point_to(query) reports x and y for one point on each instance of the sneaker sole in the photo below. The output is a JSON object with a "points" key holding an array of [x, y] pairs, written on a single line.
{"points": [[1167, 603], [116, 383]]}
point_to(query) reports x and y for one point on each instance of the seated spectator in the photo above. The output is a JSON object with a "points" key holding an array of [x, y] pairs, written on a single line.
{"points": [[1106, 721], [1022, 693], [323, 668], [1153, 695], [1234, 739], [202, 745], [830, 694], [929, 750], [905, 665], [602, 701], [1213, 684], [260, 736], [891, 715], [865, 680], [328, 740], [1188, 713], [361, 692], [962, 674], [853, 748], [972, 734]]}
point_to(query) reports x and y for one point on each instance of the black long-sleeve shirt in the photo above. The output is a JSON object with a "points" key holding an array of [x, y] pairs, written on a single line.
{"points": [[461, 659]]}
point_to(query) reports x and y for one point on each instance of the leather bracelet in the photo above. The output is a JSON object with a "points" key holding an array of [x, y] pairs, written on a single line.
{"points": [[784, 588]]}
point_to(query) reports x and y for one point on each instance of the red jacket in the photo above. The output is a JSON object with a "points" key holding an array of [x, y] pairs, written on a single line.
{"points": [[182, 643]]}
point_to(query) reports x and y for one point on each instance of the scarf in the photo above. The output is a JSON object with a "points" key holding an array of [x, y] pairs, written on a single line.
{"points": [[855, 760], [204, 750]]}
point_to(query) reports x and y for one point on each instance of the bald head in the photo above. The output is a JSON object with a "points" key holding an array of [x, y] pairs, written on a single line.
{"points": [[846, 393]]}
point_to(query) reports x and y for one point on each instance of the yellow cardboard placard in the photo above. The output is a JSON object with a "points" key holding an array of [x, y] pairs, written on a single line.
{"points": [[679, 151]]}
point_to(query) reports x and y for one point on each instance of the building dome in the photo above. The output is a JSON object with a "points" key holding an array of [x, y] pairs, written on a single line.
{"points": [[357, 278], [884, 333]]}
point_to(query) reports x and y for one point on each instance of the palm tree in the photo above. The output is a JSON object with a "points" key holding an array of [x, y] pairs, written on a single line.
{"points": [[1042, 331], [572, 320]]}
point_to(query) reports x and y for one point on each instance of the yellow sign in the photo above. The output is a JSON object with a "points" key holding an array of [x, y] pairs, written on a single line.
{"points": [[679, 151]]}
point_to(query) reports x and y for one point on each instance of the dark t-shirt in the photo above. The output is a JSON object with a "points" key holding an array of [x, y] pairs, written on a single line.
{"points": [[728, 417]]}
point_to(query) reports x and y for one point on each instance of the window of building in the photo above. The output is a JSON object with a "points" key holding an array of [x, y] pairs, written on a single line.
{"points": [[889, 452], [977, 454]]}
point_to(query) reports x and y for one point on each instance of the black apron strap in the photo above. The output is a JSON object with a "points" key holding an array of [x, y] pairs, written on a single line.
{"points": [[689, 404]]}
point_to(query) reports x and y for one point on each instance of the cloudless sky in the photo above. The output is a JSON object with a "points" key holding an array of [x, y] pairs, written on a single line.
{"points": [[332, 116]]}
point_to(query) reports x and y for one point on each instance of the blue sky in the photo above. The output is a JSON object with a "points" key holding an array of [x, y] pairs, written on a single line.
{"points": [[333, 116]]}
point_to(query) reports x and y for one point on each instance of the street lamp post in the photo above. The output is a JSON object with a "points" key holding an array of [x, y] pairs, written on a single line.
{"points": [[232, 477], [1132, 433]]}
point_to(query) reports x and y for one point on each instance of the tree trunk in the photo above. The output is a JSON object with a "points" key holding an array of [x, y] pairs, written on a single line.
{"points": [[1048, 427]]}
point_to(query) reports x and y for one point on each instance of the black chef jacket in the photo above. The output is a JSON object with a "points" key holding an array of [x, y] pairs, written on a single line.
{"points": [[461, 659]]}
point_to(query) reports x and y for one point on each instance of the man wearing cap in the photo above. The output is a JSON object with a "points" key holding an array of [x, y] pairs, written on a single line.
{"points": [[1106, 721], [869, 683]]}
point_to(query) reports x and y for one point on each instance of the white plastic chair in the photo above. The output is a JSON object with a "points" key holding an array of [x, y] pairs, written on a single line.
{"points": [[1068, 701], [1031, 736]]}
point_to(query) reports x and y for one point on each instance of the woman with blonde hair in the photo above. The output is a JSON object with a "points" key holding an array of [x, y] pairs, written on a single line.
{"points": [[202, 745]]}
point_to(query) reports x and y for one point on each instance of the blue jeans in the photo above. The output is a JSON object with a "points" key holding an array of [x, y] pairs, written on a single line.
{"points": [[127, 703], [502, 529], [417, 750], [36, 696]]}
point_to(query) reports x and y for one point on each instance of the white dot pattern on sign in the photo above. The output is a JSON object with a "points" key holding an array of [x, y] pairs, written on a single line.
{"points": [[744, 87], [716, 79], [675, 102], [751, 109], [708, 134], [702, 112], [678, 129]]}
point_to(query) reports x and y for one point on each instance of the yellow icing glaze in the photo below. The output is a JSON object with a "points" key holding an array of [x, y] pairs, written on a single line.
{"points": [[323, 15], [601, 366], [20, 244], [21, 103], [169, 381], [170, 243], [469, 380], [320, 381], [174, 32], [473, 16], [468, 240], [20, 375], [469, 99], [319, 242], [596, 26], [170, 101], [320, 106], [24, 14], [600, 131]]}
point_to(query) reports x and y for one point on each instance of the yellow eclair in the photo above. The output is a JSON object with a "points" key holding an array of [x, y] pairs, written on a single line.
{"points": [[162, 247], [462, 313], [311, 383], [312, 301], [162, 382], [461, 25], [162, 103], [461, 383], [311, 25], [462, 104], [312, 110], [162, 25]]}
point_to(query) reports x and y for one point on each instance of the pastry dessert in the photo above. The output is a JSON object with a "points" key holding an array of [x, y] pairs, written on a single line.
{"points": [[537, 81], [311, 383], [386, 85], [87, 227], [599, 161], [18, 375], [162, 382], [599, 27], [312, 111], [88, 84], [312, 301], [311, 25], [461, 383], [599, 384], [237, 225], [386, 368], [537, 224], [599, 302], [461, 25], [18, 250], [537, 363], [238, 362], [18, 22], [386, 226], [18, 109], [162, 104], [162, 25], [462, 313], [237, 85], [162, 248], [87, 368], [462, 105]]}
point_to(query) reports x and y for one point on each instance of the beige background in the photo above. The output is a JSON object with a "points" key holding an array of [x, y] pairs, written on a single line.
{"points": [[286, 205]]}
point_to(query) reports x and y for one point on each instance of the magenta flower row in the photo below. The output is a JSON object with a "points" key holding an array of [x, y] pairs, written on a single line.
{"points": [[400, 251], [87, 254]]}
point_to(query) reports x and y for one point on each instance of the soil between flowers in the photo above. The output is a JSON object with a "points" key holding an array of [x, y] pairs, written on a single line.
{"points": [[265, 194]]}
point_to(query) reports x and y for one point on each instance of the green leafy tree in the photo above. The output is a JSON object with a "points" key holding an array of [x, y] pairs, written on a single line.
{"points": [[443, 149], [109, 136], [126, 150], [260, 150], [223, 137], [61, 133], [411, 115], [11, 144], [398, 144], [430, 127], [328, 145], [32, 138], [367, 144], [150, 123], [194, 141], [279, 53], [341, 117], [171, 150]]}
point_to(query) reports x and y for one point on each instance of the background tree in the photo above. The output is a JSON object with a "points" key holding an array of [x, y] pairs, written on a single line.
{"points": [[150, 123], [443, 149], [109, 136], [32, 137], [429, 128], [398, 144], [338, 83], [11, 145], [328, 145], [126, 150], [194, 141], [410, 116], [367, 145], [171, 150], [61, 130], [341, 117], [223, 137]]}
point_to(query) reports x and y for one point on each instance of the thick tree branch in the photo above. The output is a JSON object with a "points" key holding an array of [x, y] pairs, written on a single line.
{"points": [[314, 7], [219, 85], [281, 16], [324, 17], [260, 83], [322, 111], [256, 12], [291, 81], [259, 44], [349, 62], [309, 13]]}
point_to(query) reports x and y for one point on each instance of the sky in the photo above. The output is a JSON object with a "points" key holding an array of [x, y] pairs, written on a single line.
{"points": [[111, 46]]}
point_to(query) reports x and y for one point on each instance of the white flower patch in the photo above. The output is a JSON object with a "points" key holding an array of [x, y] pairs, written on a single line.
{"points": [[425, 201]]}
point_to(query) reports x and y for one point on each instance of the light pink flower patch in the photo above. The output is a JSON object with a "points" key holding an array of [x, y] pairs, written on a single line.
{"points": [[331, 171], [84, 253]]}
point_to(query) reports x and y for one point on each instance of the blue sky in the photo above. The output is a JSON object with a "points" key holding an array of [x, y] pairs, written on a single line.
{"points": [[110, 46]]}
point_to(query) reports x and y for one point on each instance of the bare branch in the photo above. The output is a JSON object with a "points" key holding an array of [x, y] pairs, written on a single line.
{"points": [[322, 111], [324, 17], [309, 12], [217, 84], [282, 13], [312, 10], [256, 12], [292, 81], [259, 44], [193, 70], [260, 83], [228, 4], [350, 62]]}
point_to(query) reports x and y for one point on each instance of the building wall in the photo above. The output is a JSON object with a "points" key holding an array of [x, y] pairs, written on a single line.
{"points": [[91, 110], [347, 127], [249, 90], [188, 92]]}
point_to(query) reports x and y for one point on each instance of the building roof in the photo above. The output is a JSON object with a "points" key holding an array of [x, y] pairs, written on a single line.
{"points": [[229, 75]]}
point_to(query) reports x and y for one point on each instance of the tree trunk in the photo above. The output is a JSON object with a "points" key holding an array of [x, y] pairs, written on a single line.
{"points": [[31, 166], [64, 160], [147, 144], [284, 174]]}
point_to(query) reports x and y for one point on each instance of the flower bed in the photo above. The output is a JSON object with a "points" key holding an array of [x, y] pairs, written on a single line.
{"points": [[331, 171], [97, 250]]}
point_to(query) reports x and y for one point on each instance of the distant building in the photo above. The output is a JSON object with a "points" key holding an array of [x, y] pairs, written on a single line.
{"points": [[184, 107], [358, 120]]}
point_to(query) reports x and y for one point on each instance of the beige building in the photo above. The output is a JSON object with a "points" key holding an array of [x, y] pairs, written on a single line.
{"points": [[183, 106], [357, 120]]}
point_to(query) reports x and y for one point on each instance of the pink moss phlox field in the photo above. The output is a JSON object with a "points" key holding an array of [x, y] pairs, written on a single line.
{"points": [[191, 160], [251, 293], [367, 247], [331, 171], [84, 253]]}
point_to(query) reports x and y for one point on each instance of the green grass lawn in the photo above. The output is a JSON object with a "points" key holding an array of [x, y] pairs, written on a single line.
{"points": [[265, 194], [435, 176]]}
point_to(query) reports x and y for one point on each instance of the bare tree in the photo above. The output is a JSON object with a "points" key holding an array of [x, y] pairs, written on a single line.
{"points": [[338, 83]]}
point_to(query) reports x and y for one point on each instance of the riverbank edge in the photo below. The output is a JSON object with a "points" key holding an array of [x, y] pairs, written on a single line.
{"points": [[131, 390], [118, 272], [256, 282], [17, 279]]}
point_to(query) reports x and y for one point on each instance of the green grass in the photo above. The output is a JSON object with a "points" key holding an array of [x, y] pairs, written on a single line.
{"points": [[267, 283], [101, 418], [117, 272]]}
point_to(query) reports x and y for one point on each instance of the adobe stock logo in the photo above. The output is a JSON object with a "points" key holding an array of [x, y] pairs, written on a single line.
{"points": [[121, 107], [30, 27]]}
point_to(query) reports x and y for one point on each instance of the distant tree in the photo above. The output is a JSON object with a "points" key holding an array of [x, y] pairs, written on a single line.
--------------------------------
## What needs to be done
Starting with the line that contains "green grass in", repeat each line through the last one exactly as it appears. Include both ends and nothing more.

## Full output
point_to(query) reports x and y for one point on each instance of the green grass in the photo above. The output is a JSON object with a "points" key holding an array of [x, y] pairs, written on a single line.
{"points": [[267, 283], [101, 418], [117, 272]]}
point_to(query) reports x and y for one point on each instance of the adobe stock logo in the photo above. The output is a JSON object with a "points" key holding an array of [x, y] pairs, written on a single line.
{"points": [[121, 107], [30, 27]]}
point_to(query) reports x and y for one point on each instance of the distant tree in the photo above. The output is a JSON object with a "points" key holding an array of [x, y] pairs, written on a single line.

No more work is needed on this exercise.